_Problem statement_. Present the part of the records that opens with the line containing "Target: officer white helmet" and closes with the line containing "column 646, row 125" as a JSON list of strings, one string per line, with blank lines left out.

_Given entries_.
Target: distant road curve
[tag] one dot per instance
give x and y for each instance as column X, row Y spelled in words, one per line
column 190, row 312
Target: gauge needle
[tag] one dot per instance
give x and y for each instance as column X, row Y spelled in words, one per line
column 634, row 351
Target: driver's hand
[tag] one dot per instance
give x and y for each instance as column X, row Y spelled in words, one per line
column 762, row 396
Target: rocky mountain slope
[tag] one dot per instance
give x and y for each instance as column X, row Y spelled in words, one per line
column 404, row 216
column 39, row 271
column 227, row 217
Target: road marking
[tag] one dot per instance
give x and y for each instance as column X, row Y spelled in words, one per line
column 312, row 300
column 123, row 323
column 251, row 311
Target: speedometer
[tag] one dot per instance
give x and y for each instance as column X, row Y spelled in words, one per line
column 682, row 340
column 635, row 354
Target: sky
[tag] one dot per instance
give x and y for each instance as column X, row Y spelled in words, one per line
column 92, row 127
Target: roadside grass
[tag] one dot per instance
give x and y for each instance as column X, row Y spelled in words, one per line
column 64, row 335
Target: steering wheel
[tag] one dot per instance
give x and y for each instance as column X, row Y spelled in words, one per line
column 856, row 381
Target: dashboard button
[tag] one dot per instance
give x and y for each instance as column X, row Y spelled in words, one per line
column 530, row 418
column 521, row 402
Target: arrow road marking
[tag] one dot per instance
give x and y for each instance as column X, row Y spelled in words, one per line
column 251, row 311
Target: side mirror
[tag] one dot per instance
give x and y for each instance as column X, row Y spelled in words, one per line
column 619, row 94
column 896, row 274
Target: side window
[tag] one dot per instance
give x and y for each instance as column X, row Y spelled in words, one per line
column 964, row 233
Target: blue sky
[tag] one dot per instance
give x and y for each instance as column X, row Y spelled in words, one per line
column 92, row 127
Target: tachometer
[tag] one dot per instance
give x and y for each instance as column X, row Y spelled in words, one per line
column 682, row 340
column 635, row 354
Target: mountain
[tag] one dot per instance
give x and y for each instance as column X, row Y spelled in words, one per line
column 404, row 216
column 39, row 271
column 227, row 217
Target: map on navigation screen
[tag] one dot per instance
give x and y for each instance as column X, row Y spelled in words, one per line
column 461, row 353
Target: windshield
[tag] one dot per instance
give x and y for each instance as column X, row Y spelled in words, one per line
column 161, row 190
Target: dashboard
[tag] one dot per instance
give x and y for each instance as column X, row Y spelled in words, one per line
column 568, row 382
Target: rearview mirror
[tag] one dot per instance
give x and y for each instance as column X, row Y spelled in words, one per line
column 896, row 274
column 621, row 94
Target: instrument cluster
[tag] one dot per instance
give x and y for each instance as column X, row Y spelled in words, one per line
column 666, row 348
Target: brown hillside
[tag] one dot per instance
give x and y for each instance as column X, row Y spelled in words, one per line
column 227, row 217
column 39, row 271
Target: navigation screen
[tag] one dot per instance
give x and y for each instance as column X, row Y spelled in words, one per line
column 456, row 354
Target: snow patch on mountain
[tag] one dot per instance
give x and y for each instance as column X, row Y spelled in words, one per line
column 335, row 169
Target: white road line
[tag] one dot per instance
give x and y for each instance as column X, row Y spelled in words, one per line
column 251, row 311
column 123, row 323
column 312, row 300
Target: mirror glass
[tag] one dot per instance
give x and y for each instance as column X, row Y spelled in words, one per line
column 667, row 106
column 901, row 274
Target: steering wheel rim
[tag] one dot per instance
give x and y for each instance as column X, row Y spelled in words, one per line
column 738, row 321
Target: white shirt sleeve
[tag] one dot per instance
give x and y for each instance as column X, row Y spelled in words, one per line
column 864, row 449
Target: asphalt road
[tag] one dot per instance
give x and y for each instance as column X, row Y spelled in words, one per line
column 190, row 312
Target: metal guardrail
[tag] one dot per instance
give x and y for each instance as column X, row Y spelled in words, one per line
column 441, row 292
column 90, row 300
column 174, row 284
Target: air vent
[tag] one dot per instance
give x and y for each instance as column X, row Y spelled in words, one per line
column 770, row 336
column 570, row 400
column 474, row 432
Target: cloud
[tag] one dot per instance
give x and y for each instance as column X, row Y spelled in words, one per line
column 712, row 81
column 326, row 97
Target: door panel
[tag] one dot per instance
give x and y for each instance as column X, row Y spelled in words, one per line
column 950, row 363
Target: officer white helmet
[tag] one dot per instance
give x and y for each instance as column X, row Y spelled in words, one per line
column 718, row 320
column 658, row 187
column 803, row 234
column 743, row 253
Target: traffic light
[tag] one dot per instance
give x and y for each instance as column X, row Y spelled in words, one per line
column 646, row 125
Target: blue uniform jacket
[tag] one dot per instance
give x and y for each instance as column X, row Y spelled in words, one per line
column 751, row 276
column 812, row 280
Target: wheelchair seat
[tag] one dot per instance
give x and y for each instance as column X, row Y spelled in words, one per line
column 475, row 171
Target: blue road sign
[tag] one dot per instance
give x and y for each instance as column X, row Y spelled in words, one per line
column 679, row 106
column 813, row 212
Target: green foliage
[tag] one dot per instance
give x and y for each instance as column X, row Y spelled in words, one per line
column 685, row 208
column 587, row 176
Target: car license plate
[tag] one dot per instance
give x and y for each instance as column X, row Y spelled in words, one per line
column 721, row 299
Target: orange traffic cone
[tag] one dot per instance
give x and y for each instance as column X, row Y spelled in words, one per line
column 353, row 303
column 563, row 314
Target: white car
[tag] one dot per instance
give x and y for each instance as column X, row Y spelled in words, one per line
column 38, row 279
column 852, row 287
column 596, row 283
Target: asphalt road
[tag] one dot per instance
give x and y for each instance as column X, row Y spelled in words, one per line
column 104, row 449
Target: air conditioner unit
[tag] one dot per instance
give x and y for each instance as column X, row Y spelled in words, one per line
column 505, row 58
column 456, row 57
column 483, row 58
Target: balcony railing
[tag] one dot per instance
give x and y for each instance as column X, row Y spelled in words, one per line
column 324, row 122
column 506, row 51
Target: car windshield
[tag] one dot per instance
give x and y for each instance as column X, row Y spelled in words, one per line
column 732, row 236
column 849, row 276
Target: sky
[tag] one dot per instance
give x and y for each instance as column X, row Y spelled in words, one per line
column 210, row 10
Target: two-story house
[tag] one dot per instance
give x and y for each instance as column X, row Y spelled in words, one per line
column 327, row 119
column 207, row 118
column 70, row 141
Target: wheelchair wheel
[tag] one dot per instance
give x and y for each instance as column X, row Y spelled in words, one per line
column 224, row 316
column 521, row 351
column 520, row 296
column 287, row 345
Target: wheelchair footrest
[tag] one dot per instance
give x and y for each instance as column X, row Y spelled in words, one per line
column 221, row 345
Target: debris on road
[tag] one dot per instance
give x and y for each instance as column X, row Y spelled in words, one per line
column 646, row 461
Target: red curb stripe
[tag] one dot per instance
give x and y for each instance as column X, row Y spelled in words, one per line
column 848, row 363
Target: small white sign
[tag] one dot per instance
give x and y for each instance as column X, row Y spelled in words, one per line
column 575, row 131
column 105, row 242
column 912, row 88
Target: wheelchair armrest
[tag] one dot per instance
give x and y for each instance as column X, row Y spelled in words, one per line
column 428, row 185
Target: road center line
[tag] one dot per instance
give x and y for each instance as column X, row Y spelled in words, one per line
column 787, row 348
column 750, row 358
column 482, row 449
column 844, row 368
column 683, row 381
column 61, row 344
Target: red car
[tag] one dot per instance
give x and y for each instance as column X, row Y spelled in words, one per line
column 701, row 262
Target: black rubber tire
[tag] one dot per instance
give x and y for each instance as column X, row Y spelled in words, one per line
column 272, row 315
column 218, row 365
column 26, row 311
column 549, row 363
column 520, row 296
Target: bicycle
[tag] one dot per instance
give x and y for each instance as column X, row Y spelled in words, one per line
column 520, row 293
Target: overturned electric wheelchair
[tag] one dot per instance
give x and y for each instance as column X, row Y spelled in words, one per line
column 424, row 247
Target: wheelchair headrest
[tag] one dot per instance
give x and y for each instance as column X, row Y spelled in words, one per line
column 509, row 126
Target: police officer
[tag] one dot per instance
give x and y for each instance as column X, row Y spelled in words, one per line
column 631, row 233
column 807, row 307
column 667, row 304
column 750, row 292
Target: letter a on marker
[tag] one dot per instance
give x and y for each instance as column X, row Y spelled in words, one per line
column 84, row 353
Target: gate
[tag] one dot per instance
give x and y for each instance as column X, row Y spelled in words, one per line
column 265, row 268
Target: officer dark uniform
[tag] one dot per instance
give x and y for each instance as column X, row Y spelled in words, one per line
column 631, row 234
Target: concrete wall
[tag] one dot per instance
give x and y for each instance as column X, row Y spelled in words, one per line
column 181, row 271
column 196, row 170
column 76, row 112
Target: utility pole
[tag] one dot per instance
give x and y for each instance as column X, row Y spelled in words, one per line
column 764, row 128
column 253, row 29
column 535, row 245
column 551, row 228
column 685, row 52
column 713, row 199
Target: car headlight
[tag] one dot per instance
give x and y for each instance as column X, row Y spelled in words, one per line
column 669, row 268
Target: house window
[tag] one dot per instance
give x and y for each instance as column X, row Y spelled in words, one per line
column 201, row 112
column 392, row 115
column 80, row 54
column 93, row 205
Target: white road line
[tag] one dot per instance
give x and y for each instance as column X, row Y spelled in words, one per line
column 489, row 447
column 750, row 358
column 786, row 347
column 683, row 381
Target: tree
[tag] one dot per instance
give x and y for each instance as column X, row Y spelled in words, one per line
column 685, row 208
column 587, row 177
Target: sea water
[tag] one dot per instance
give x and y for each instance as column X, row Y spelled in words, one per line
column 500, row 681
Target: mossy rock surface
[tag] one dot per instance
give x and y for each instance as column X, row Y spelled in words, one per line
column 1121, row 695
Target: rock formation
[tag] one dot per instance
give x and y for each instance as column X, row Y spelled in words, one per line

_The solution_.
[
  "Target: officer white helmet",
  "[tag] one dot per instance",
  "give x and y for each instance as column X, row Y spelled in words, one per line",
  "column 718, row 320",
  "column 658, row 187",
  "column 803, row 234",
  "column 743, row 253",
  "Target: traffic light",
  "[tag] one dot per instance",
  "give x and y for each instance as column X, row Y spelled in words, one per line",
  "column 646, row 125"
]